Task set >>
a) Copy the puppy-biting post word for word, beginning at the words "Tonight's frenzy resulted" and ending after "avoid his teeth.".
b) Continue the post about the biting puppy, picking up right after its last sentence.

Begin Source

When he gets to where he will bite us during playtime, we put him immediately into his crate to cool down. When we let him out, he still wants to play, but immediately resumes biting behavior. For the past couple of weeks, he has been going to daycare for 4-5 hours a day three times a week. The point of that is so that he can enjoy playing with the other dogs and puppies, and to burn off some of his abundant energy.

Tonight's frenzy resulted in a 2" bite (actually more like a bleeding scratch from one tooth) on the back of my left hand and 2 puncture wounds from single teeth on my right wrist. He can't get a good bite in because he is leaping at me (like a hit and run in super fast motion) and I am trying to avoid his teeth.

It happens sometimes with my teenage boys, too, but without biting. He snaps at them as though he is going to bite them, and they bring him directly into the house. This frenzy of biting stops me from bringing him into the house until I can get him to calm down, because he is in the midst of biting me. I'm being attacked by my puppy. He does not snap at me; there is no warning.

End Source
Begin Available data

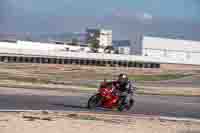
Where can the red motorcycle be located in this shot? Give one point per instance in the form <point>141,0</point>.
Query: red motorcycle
<point>108,97</point>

End Available data

Responses >>
a)
Tonight's frenzy resulted in a 2" bite (actually more like a bleeding scratch from one tooth) on the back of my left hand and 2 puncture wounds from single teeth on my right wrist. He can't get a good bite in because he is leaping at me (like a hit and run in super fast motion) and I am trying to avoid his teeth.

b)
When this happens, he is wearing either an Easy Walk Harness or an escape proof dog collar that looks like this one (http://www.petexpertise.com/dog-collars-dog-harnesses/premier-collar-eco-no-slip.html ) . He tries like crazy other times to get out of the harness and collar, too, by backing up and rolling on his back and jerking his head and body. He got out of the escape proof collar once, so I tightened it until I could fit 2 fingers under it. He also escaped from a Solvit Pet Vehicle Safety Harness.

Between worrying about him escaping from collars and harnesses, and being bitten while he is in this frenzy-mode, I am at my wit's end.

He has not been neutered yet, if that makes a difference. Our appointment with a new vet to discuss this is on Sept. 22nd.

Oh, and when he is leaping around and biting me, his upper lip under his nose is raised and I can see his teeth and gums. It is scary. Yet he doesn't seem to be angry ... he seems to be determined to run free by scaring me away from the leash or he wants me to play rough with him (as though I were a dog). But I'm no dog psychologist, so maybe I'm wrong.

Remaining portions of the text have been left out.